** START PROVIDED PASSAGE **

Nov 012009
Authors: Kevin Hollinshead

On Saturday, when Republican Dede Scozzafava dropped out of New York’s 23rd District Congressional race after falling behind third-party candidate Doug Hoffman in polls and fundraising, it turned a few heads. It’s pretty remarkable, given that Republicans have held the seat since 1872. This exemplifies how divisions in both the Republican and Democratic parties are opening the door for independents and other parties.

The GOP is split sharply in two: The more moderate, slick Republicans of the Bush years, and the Tea Party/Fox News conservatives like Sarah Palin and Glenn Beck, who feed their base paranoid and insane rhetoric (i.e. the ‘death panel’ nonsense). Both groups are trying to gain control of the party, and lots of bickering via the media has become the norm.

Democrats have also clashed internally, as evidenced by the battle between progressives and more conservative ‘Blue Dog’ democrats over healthcare. A few Blue Dog Senators have stated they’ll vote against a bill with a strong public option, and dozens of House progressives have said they won’t support a bill without one. While the schism between these two groups isn’t as deep or as visible as the one plaguing Republicans, it’s still a problem.

A Wall Street Journal-NBC News poll released last week found that trust in government is at a 12-year low, and that half of all Americans now support the creation of a new political party. Registered independent voters are at an all-time high, and alternative parties have skyrocketing support. The Conservative Party’s Hoffman, who’s now in a dead heat with Democrat Bill Owens going into Tuesday’s election in New York, is a testament to this.

Individual members of Congress are flipping back and forth on issues and even switching parties. When Sen. Arlen Specter of Pennsylvania changed his affiliation from Republican to Democrat, some speculated that he only did so to better his chances of re-election in 2010. His refusal to vote with his new party on many issues seems to support that idea.

Sen. Joe Lieberman, I-CT, has a history of irritating his Democratic colleagues in the Senate despite their willingness to award him committee chair positions. In 2006, rather than concede the Democratic Senate primary he lost, Lieberman ran as an independent and then proceeded to win the general election.

Last year, he was criticized for endorsing and campaigning for Sen. John McCain, R-AZ, instead of Mr. Obama. Just last week, he flip-flopped on both his support for a public health insurance option and on his disdain for filibusters, by threatening to join Republicans in, well, filibustering a vote on the current bill.

** END PROVIDED PASSAGE **
** START AVAILABLE DATA **

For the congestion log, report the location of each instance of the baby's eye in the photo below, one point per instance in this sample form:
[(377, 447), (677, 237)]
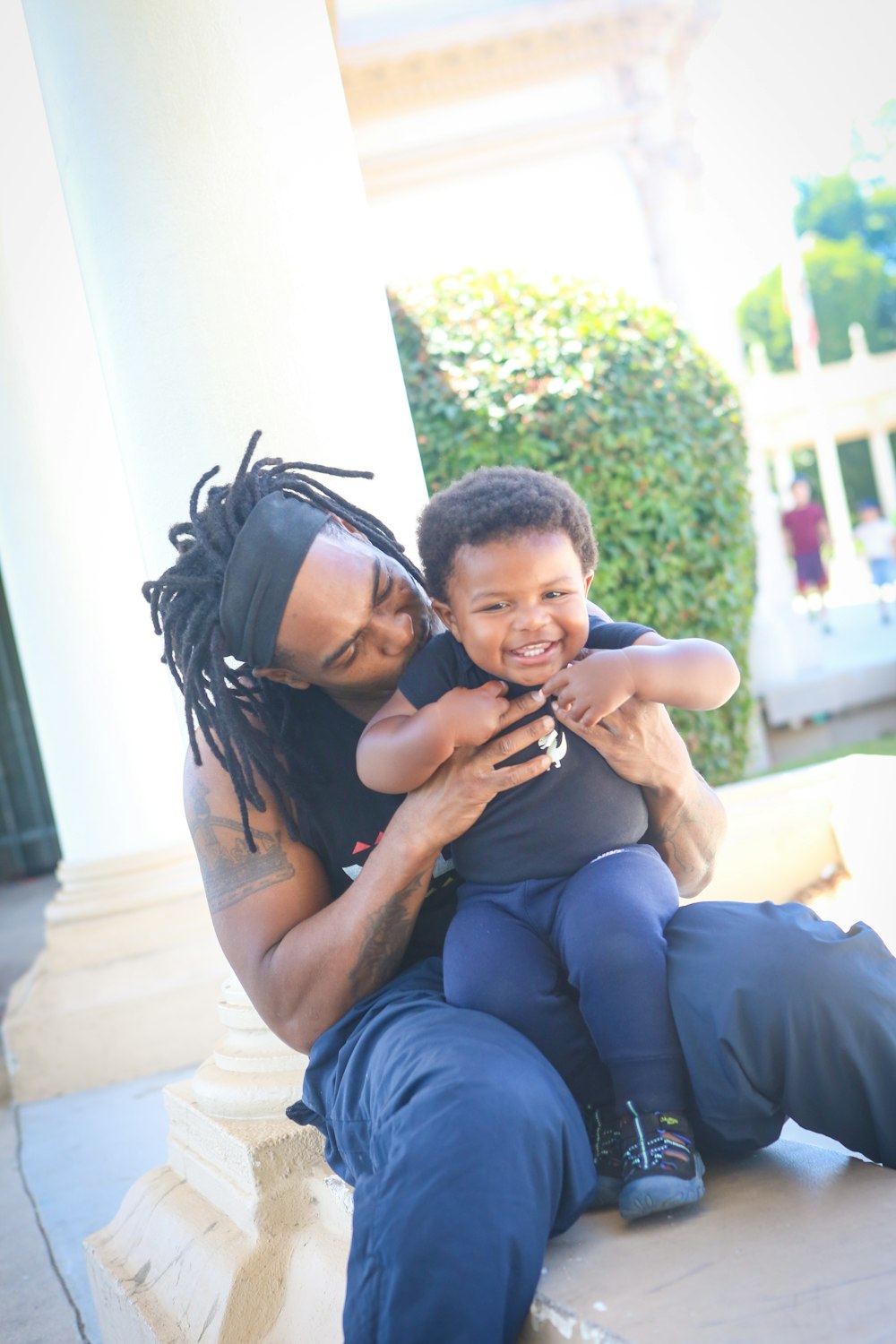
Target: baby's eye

** END AVAILABLE DATA **

> REQUESTS:
a: Rewrite the piece on party divisions starting with "Individual members of" and going on through "support that idea.", putting "wavering" in place of "flipping back and forth".
b: Does the piece on party divisions support each of these statements? Answer yes or no for each, quoting the words that decide it.
(i) Republicans have held New York's 23rd District seat since 1872.
(ii) The poll on trust in government came from the New York Times.
(iii) Lieberman won the 2006 Democratic Senate primary.

> ANSWERS FOR THE EXERCISE:
a:
Individual members of Congress are wavering on issues and even switching parties. When Sen. Arlen Specter of Pennsylvania changed his affiliation from Republican to Democrat, some speculated that he only did so to better his chances of re-election in 2010. His refusal to vote with his new party on many issues seems to support that idea.

b:
(i) Yes: "Republicans have held the seat since 1872."
(ii) No: "A Wall Street Journal-NBC News poll released last week"
(iii) No: "rather than concede the Democratic Senate primary he lost"